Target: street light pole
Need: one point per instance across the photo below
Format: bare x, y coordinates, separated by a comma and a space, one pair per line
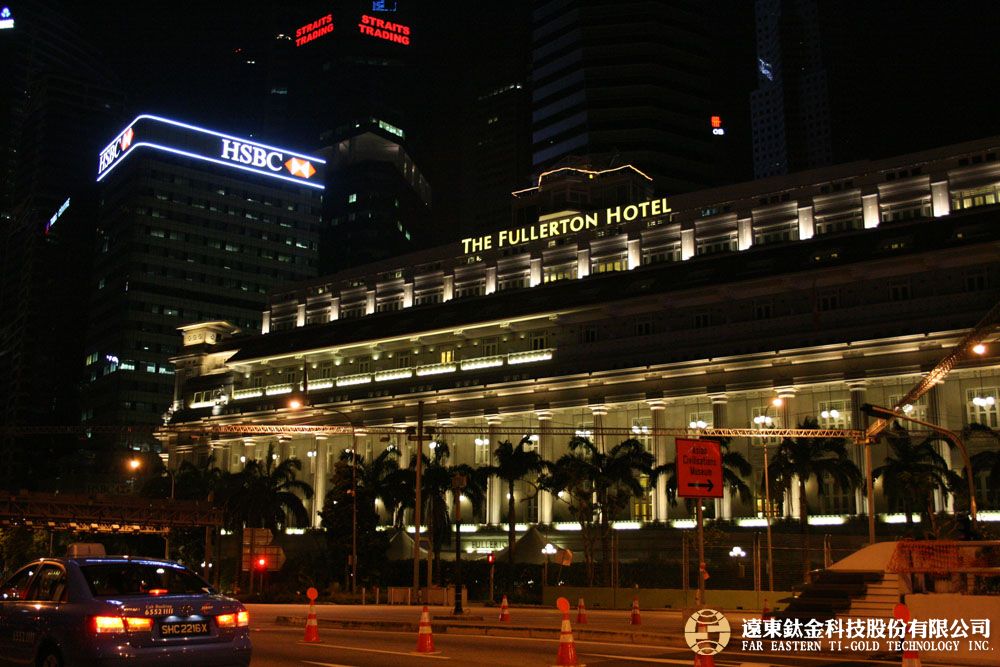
458, 483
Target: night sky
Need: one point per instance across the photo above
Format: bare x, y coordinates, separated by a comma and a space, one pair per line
907, 75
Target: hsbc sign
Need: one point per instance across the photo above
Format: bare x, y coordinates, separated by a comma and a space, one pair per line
258, 156
170, 136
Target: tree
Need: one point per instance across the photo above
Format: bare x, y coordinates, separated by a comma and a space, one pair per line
911, 473
436, 482
265, 494
514, 463
735, 468
799, 459
598, 484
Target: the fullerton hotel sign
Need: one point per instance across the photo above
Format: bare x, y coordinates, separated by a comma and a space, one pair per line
572, 224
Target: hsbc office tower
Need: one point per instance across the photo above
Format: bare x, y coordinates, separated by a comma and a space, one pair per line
194, 225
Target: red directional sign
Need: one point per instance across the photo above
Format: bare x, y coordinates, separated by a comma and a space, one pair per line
699, 468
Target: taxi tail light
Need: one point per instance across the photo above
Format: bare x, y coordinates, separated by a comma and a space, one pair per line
239, 619
119, 624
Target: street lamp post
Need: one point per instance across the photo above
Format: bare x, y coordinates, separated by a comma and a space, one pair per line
458, 483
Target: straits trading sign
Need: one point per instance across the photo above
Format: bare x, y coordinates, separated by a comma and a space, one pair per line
572, 224
171, 136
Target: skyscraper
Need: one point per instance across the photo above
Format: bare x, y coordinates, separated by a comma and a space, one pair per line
54, 86
790, 107
618, 83
194, 225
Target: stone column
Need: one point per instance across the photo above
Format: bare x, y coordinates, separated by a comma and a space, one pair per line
320, 475
495, 492
599, 412
858, 388
545, 450
661, 509
723, 505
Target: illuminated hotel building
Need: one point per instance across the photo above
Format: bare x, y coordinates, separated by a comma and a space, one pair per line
828, 288
194, 225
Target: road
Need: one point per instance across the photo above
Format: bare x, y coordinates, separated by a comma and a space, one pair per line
282, 646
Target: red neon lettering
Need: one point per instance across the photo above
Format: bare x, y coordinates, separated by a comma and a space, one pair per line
391, 32
314, 30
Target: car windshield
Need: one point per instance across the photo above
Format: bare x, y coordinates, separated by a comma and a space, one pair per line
132, 578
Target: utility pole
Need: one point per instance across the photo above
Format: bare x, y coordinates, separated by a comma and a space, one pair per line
417, 501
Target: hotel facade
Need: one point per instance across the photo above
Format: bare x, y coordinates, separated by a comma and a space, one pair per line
617, 313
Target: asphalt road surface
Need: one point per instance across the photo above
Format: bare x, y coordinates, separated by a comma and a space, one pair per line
275, 645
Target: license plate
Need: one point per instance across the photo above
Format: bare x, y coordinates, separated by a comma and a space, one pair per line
185, 629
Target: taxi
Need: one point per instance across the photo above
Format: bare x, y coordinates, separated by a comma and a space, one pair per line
111, 610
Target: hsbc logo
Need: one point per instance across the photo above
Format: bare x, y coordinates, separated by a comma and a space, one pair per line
116, 149
264, 158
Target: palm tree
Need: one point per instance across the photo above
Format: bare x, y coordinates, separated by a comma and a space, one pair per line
598, 484
264, 494
378, 479
912, 472
436, 482
735, 468
514, 463
799, 459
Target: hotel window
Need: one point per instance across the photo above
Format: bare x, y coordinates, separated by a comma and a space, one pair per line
513, 282
352, 311
982, 406
490, 347
776, 234
834, 414
917, 410
559, 272
609, 264
669, 253
427, 297
389, 305
483, 453
906, 210
470, 289
839, 222
716, 244
899, 290
833, 499
976, 197
642, 506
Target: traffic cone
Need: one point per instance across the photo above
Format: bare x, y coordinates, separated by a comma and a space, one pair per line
504, 612
312, 625
703, 660
425, 638
567, 649
635, 618
581, 613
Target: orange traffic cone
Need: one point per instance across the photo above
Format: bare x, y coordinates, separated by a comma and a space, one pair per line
425, 638
581, 613
635, 618
703, 660
504, 612
567, 649
312, 626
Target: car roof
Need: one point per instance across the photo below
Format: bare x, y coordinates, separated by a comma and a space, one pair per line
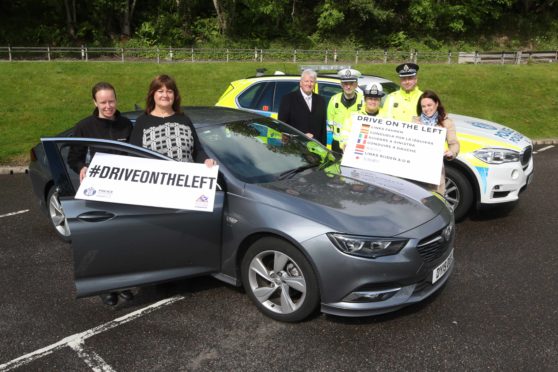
207, 115
362, 80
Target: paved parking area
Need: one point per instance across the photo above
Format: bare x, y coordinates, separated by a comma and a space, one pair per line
497, 312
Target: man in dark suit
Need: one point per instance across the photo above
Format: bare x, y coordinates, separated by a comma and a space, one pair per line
304, 109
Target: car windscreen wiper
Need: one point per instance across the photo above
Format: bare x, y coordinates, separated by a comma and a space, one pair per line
292, 172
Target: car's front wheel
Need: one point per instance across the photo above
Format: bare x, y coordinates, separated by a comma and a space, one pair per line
56, 215
279, 280
459, 193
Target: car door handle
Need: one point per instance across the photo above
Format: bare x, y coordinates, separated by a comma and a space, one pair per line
96, 216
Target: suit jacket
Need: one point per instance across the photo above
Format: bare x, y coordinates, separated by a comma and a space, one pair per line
294, 111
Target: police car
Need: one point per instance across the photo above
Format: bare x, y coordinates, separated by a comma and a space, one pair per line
494, 164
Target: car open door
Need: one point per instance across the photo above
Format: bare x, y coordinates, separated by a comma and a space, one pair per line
118, 246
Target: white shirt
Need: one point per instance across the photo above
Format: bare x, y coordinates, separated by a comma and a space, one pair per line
308, 99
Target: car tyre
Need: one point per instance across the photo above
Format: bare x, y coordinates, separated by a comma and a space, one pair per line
459, 193
280, 280
57, 216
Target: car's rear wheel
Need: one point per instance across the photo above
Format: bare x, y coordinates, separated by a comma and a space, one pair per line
56, 215
459, 193
279, 280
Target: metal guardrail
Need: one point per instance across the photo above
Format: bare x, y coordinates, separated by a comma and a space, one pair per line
168, 55
518, 57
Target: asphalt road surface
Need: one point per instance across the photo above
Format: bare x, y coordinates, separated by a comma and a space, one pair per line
498, 311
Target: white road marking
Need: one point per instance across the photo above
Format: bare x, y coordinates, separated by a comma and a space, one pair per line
90, 357
543, 149
79, 338
14, 213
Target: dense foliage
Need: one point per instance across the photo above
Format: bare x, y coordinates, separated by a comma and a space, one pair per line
370, 24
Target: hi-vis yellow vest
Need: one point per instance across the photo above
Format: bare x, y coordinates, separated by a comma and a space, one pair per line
400, 105
337, 113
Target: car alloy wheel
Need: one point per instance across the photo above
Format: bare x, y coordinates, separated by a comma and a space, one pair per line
280, 281
459, 193
57, 216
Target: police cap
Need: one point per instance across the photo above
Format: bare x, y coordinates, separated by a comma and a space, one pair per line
407, 69
374, 90
348, 75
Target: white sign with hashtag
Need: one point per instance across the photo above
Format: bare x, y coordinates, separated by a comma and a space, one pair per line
397, 148
149, 182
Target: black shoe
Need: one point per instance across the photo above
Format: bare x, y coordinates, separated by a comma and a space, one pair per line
126, 295
110, 299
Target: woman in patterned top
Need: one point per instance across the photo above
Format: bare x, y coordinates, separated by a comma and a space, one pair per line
164, 127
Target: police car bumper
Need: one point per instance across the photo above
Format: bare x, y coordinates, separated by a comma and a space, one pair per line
504, 182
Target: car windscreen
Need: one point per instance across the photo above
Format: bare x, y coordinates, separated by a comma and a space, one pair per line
262, 150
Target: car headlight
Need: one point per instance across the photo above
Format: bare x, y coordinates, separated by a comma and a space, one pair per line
365, 246
497, 156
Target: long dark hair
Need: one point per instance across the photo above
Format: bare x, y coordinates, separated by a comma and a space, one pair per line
433, 96
101, 86
157, 83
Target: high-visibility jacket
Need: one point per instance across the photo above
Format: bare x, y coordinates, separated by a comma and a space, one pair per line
337, 114
400, 105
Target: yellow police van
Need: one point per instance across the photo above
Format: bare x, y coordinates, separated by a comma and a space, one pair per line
494, 165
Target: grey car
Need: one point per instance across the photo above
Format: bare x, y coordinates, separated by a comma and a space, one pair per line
291, 225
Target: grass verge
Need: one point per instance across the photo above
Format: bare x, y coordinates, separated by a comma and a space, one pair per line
43, 98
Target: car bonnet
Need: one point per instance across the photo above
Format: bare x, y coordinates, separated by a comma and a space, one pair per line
• • • • • • •
» PROMPT
Give back exactly the lines beginning at the one with "Target: white sign with hashtag" and ending at the final line of the material; both boundary lines belong in it.

» RESULT FOR THIS EXERCISE
Target: white sign with hashtag
Need: one point per instance across the photo above
Format: bare x, y coordinates, separated by a comma and a space, one pair per line
397, 148
149, 182
Target: black shoe
Need: one point per instance across the photo above
Format: bare x, y coordinates, separated by a comma and a space, one pair per line
126, 295
110, 299
Target: woman in patterned top
Need: one point per instance across the photo above
Format: bare x, y coordinates, separated by a comma and a space, one pair per line
164, 127
Target: police car bumper
Need: one point per instance across the photo above
Format: bare x, y coordinates, separated by a comma and a space, one pair per line
504, 182
Target: car windscreen
Need: one point per instance across the photo above
Format: bare x, y coordinates, separated by a comma and a space, one pair per line
262, 150
Target: car headlight
Need: one point per instance across the photo above
Format: bare x, y coordinates, separated by a comma and a space, one pair per line
365, 246
497, 156
Target: long dark hair
Need: one point per instance across the photo above
Format: bare x, y coordinates, separated by a comma and a space, one pair per line
433, 96
101, 86
157, 83
Target: high-visibility jacket
Need: one point per instance across the photo above
Format: bare x, y coordinates, separated by a comma and a space, one pair per line
337, 114
400, 105
Target: yellow police van
Need: one point per instance across the photo above
Format: bare x, y coordinates, separated by a comma and a space, one pair per line
494, 165
Target: grey car
Need: one point per instance across the photo above
Format: bare x, y coordinates, separated by a comma and a space, one pair per line
291, 225
Target: grass verge
Need: one point per instance across the photo above
Format: bare x, y coordinates, separated by a comma and a space, one pair per line
43, 98
Target: car bonnet
Need: one point per instance across the photo above
Format: bare x, y coordinates, separated by a comma and a space, one pair per line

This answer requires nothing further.